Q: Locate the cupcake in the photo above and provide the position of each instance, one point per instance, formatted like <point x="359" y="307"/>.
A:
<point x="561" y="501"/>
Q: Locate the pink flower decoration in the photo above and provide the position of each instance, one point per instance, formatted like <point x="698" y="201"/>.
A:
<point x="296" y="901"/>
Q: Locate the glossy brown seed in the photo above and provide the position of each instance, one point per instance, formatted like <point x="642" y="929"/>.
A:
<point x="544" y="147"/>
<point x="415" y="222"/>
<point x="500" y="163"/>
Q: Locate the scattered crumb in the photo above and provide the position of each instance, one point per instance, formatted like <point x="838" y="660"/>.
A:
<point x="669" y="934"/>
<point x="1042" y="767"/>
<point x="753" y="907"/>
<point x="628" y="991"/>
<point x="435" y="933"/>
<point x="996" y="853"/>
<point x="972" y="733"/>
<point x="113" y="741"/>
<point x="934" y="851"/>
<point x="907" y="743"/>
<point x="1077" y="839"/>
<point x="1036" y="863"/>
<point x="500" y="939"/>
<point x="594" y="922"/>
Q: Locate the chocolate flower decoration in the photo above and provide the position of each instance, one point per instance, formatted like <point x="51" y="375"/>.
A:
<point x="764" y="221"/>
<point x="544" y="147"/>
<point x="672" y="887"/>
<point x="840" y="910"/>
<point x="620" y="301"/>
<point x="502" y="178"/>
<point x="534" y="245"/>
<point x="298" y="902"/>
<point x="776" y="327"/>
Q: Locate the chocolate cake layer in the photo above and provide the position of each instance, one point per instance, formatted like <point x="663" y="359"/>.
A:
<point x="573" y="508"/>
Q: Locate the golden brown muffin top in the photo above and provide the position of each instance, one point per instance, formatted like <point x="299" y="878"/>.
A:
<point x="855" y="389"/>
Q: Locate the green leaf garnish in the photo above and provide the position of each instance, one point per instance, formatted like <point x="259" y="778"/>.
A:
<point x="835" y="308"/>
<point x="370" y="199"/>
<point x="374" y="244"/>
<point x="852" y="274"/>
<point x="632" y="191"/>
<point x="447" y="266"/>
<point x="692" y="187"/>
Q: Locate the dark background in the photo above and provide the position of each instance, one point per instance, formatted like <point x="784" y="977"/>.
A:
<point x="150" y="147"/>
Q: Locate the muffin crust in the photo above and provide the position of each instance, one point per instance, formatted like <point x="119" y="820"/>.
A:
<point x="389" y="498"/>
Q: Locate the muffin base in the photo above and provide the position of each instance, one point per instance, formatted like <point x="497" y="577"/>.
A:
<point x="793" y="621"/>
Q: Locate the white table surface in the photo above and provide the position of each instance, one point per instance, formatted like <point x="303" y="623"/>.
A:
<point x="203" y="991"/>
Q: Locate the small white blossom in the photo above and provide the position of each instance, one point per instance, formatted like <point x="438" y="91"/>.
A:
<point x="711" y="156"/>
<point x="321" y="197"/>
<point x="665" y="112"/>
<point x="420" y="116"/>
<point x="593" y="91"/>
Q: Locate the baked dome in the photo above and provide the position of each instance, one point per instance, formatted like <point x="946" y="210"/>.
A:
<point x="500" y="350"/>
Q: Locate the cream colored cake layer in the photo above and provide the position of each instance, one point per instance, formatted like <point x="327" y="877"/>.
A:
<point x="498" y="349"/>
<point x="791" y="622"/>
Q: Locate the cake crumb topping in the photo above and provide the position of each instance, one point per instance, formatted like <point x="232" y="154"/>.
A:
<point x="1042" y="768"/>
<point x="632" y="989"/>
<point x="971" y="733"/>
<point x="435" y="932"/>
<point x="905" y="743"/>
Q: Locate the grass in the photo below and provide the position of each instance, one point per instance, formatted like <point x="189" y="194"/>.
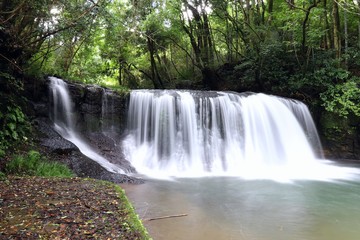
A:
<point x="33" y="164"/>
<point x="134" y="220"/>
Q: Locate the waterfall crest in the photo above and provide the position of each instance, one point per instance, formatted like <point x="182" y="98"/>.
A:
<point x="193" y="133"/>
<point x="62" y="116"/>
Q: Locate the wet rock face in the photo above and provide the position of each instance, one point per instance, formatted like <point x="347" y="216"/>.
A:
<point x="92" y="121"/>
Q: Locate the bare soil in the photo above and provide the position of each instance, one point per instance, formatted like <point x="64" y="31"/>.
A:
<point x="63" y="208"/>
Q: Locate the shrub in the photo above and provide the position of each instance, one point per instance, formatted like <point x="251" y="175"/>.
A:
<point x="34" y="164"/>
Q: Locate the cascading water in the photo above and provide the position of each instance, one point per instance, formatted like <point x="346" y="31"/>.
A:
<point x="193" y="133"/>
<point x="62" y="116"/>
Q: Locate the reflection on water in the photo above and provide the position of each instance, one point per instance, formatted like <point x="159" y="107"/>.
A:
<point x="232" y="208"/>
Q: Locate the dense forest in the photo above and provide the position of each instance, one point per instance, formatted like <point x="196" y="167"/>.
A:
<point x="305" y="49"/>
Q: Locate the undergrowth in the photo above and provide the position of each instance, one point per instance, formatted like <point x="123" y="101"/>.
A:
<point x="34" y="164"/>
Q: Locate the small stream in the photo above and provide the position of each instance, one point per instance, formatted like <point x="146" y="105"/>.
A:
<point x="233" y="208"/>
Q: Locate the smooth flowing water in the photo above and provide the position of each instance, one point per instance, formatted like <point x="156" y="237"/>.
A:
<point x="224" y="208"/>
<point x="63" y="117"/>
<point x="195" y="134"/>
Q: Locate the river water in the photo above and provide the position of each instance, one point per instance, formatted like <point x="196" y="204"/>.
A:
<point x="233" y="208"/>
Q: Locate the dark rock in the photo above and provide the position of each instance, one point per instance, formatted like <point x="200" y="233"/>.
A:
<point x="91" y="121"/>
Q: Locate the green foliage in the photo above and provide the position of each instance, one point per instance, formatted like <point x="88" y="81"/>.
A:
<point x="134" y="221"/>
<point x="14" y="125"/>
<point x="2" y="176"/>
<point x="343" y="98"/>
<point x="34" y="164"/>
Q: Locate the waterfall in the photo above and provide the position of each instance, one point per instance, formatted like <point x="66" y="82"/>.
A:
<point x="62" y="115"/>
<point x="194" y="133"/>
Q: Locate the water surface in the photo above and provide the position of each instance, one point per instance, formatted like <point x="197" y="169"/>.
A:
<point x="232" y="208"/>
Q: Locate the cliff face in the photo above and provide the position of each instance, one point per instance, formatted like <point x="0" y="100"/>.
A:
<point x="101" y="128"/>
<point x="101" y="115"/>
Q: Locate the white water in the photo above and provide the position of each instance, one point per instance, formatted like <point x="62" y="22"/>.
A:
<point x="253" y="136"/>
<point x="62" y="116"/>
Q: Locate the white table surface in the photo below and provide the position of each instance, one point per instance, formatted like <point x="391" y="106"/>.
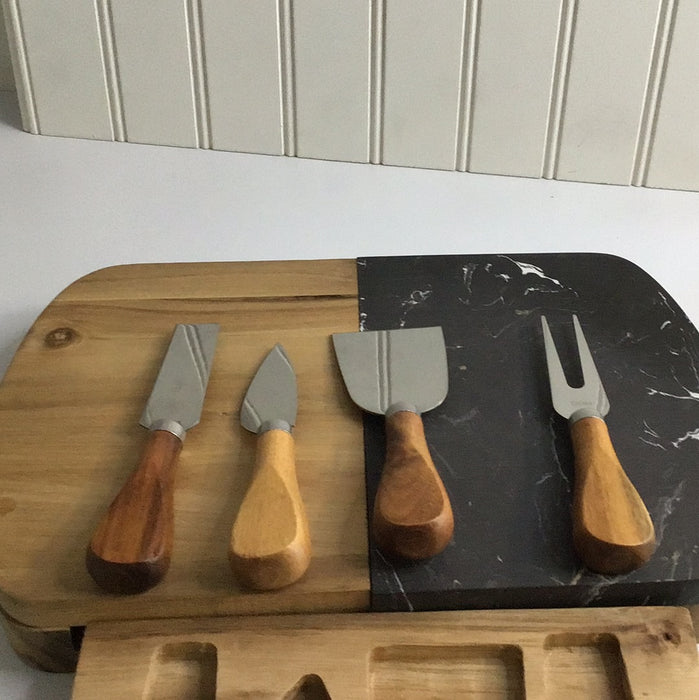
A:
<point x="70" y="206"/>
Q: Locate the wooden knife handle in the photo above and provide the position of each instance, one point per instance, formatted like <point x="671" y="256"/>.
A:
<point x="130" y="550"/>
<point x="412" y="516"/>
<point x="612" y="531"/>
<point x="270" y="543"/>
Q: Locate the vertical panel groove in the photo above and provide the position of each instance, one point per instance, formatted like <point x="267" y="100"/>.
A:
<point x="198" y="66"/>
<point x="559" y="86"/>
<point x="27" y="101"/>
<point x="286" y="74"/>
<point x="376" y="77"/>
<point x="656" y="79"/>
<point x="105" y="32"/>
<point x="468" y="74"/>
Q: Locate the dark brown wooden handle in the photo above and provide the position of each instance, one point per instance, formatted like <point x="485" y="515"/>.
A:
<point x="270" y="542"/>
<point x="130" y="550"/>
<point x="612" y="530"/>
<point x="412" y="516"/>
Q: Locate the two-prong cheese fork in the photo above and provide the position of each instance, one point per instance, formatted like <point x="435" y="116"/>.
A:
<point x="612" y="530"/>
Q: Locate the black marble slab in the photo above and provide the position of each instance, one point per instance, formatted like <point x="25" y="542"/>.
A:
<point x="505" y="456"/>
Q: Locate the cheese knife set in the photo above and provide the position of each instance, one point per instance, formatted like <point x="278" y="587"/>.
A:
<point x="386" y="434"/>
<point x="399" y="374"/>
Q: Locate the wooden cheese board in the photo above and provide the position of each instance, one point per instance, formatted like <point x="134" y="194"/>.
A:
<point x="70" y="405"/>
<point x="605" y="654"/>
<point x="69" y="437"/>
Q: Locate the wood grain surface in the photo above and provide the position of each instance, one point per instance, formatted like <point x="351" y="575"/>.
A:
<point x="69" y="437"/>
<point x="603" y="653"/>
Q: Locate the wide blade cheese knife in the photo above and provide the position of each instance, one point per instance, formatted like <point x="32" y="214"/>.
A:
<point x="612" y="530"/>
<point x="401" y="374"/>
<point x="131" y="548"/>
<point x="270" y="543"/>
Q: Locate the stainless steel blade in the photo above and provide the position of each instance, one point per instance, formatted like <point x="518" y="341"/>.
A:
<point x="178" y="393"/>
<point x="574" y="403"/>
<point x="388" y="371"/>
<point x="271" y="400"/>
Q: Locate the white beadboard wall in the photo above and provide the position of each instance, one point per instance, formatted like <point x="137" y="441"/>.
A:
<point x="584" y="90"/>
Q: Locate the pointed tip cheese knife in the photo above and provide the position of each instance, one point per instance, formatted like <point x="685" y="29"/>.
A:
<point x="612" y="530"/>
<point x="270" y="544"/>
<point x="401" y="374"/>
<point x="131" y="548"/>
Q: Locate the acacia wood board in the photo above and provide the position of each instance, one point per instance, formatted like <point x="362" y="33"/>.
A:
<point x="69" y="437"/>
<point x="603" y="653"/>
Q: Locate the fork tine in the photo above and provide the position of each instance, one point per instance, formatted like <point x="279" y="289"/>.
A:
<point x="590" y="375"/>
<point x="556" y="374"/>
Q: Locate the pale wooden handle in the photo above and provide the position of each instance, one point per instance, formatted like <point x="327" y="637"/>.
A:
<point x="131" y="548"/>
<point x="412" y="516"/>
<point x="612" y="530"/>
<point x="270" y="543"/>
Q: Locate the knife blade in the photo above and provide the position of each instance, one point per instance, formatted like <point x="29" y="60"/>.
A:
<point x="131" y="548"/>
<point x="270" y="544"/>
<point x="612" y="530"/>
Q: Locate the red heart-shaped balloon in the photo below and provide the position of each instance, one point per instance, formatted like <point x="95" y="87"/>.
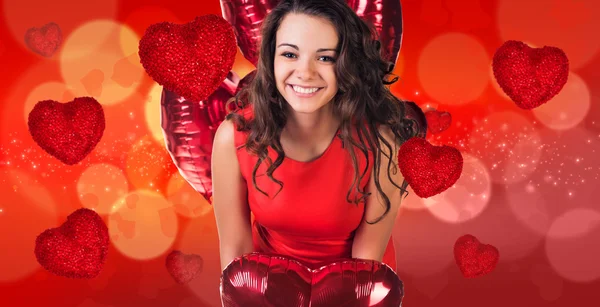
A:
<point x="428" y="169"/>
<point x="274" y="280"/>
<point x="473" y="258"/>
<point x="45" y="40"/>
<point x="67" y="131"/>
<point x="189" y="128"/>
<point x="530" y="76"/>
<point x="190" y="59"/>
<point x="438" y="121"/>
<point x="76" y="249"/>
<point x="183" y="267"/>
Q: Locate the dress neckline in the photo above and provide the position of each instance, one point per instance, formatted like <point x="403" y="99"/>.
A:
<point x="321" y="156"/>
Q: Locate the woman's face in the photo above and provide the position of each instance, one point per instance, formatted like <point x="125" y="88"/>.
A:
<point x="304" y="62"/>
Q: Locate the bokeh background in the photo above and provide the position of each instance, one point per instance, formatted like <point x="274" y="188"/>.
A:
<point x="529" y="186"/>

#####

| YOUR INSTRUCTIONS |
Retype, without any picture, exactly the lines from the one with "Q: Locate the pale" through the end of the entries, inclusive.

| EXERCISE SOLUTION |
Q: Locate the pale wooden handle in the photo above and provide the position of each instance, one point per instance, formatted like <point x="327" y="637"/>.
A:
<point x="131" y="548"/>
<point x="412" y="516"/>
<point x="612" y="530"/>
<point x="270" y="543"/>
Q: Locate the knife blade in the photo above and provide the position of each instance, one point per instance, formatted like <point x="29" y="60"/>.
A:
<point x="131" y="548"/>
<point x="270" y="544"/>
<point x="612" y="530"/>
Q: Locate the red heart-shaped balloon in the photo below and provide the position of each instance, one point per instance, formatted like <point x="95" y="87"/>.
A:
<point x="428" y="169"/>
<point x="274" y="280"/>
<point x="473" y="258"/>
<point x="45" y="40"/>
<point x="67" y="131"/>
<point x="189" y="128"/>
<point x="530" y="76"/>
<point x="190" y="59"/>
<point x="438" y="121"/>
<point x="76" y="249"/>
<point x="183" y="267"/>
Q: Locate the dress neckline in the photo above and provide the position of each instance, one point per instance, formatted like <point x="403" y="99"/>.
A:
<point x="321" y="156"/>
Q: Locate the woman's face in the photo above and provide the position of each instance, one point per instance, formatted like <point x="125" y="88"/>.
A:
<point x="304" y="62"/>
Q: Locate the bokeh background in the photo above and provide the position of each instance, one point per instance, formatted like <point x="274" y="188"/>.
A:
<point x="529" y="186"/>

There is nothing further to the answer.